Que el periodista que jamás haya hecho trampa tire la primera piedra.

Yo me tengo por un prodigio de honradez porque sólo he hecho -que recuerde- trampas veniales. Siendo joven y menesteroso, llegué a escribir reportajes sobre lugares que nunca había pisado, e incluso publiqué críticas de películas de las que no había visto ni los créditos.

De lo de los viajes no me arrepiento nada. Escribía a cuenta de un prestigioso periodista, ya difunto, que me tenía de negro. Como no firmaba con mi nombre, mi reputación -por otro lado inexistente- quedaba intacta. De todos modos, él tenía que saber que, pagándome lo que me pagaba y poniéndome los plazos que me ponía, era imposible que yo me desplazara para adquirir un conocimiento de primera mano de los lugares que me obligaba a describir.

-- Los datos --
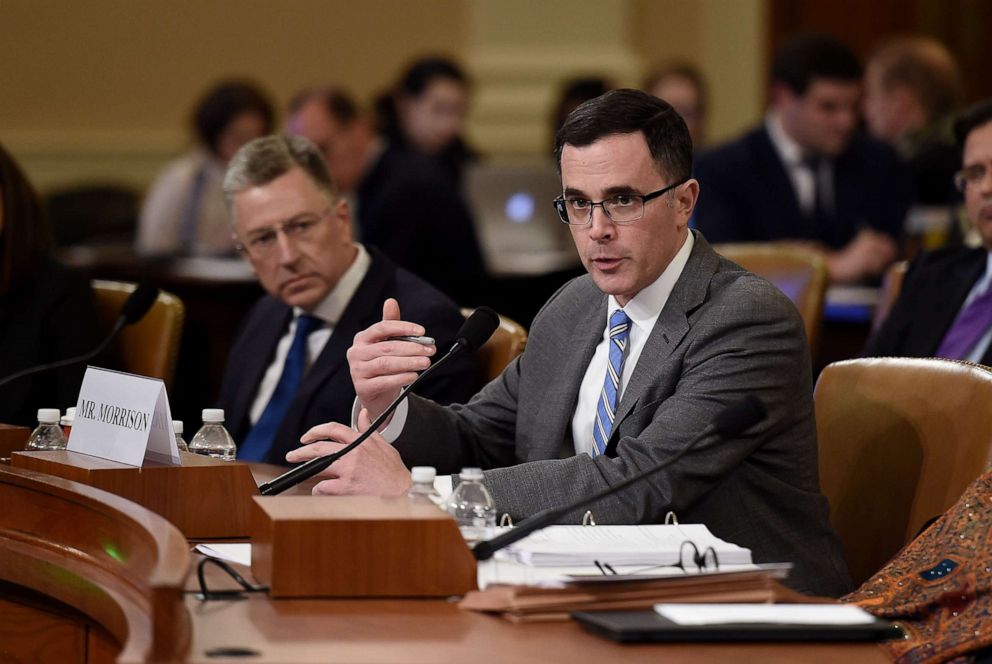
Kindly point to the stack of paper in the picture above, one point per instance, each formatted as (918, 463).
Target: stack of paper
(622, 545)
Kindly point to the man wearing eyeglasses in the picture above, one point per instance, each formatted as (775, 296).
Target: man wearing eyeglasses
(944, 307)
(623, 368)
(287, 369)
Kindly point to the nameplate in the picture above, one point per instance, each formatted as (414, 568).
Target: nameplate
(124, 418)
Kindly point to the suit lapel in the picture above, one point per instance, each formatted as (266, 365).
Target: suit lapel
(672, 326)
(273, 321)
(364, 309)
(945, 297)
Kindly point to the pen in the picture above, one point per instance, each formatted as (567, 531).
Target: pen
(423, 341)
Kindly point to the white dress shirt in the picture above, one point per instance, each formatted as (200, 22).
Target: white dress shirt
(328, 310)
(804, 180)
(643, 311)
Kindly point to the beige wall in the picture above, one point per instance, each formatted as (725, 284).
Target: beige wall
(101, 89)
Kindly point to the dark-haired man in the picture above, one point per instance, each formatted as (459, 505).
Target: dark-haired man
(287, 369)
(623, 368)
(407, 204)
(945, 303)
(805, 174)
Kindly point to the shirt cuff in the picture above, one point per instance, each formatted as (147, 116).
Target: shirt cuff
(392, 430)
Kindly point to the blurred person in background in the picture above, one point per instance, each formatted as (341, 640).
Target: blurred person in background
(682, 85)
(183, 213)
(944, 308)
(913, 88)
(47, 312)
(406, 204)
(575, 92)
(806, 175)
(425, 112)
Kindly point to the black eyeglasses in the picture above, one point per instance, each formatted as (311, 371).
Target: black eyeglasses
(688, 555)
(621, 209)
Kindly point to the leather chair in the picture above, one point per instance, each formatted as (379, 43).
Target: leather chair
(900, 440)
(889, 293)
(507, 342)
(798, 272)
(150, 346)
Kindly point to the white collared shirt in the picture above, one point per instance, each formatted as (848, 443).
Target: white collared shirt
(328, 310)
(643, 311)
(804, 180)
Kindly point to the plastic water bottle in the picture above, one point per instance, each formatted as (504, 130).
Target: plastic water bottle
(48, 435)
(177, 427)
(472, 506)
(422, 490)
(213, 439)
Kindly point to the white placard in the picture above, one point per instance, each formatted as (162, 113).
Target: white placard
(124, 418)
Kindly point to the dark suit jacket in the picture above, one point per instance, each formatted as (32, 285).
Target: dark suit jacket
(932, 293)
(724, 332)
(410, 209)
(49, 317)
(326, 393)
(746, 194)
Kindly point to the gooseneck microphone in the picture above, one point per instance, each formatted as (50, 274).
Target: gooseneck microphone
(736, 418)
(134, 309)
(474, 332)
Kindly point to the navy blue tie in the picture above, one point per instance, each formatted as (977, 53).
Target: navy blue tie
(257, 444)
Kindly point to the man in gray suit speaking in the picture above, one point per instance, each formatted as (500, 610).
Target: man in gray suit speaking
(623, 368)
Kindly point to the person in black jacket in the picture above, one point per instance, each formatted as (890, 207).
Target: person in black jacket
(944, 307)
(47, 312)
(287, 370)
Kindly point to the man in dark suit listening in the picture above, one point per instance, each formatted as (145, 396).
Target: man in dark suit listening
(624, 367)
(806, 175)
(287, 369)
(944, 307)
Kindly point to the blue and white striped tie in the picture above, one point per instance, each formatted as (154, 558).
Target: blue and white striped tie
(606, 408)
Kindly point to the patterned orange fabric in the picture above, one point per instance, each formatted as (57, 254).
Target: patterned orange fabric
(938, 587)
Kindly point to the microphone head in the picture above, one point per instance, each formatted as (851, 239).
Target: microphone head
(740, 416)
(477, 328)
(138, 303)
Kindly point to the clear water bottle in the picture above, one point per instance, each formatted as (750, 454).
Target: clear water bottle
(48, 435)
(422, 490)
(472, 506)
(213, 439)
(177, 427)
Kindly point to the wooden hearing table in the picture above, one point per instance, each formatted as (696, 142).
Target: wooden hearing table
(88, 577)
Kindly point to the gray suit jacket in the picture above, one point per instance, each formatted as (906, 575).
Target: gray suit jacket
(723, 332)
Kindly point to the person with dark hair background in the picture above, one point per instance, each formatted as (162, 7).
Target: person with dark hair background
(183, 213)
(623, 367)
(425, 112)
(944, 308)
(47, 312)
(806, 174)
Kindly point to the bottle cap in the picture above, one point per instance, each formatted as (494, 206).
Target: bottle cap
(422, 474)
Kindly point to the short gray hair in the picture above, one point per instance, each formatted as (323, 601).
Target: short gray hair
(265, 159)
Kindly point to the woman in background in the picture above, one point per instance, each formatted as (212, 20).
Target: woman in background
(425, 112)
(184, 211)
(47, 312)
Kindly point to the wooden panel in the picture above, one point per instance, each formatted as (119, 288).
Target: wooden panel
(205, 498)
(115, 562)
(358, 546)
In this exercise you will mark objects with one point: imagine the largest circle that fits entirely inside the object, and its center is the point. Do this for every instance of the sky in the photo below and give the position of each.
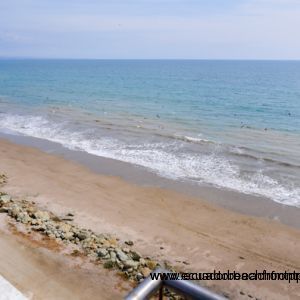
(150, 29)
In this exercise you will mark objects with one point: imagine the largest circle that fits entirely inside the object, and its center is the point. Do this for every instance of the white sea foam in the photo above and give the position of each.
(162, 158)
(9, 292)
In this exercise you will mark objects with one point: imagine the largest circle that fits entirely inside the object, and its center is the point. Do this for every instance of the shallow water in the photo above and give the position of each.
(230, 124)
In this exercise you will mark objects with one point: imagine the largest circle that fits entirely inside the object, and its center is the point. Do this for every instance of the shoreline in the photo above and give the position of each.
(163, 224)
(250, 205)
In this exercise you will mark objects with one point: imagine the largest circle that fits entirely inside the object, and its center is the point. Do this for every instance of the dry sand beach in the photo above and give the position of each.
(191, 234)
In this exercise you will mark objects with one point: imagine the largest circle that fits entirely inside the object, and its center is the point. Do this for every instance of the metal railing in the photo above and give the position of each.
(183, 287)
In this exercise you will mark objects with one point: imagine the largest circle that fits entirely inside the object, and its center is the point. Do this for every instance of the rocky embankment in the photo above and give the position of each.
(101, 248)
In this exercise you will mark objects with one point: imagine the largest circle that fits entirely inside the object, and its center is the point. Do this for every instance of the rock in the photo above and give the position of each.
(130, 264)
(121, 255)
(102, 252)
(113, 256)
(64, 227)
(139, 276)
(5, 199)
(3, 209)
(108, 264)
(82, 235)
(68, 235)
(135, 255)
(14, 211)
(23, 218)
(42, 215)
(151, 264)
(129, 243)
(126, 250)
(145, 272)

-- Instrucciones --
1 – En el texto sobre las trampas del periodismo, ¿para quién escribía el autor los reportajes sobre lugares que nunca había pisado?
2 – Retoma el texto sobre las trampas del periodismo y continúalo desde su última oración.

-- Respuestas --
1 – Para un prestigioso periodista, ya difunto, para quien trabajaba de negro.

2 –
La verdad es que, como me daba un tanto de vergüenza mi desenfado, solía hacer alguna llamada de teléfono para tratar de informarme. Lo cual a veces daba frutos positivos, pero otras no. Me fue de gran utilidad una conversación con un médico del valle de Cabuérniga, bello lugar de cuya existencia yo lo ignoraba por entonces todo, incluido su emplazamiento. El hombre me proporcionó información tan rigurosa que me gané una encendida felicitación de mi patrón. A cambio, no me sirvió de nada una frívola conversación sobre la isla de Tabarca que mantuve con una joven alicantina a la que por entonces yo tiraba los tejos. Si me dijo algo de interés -acerca de la isla, me refiero-, no me enteré. De modo que escribí: «Frente a la costa de Santa Pola, verá el viajero el perfil de la isla de Nueva Tabarca. Pase de largo. No se perderá nada».

Lo peor es que ese monumental disparate salió publicado.

El asunto de las películas fue diferente.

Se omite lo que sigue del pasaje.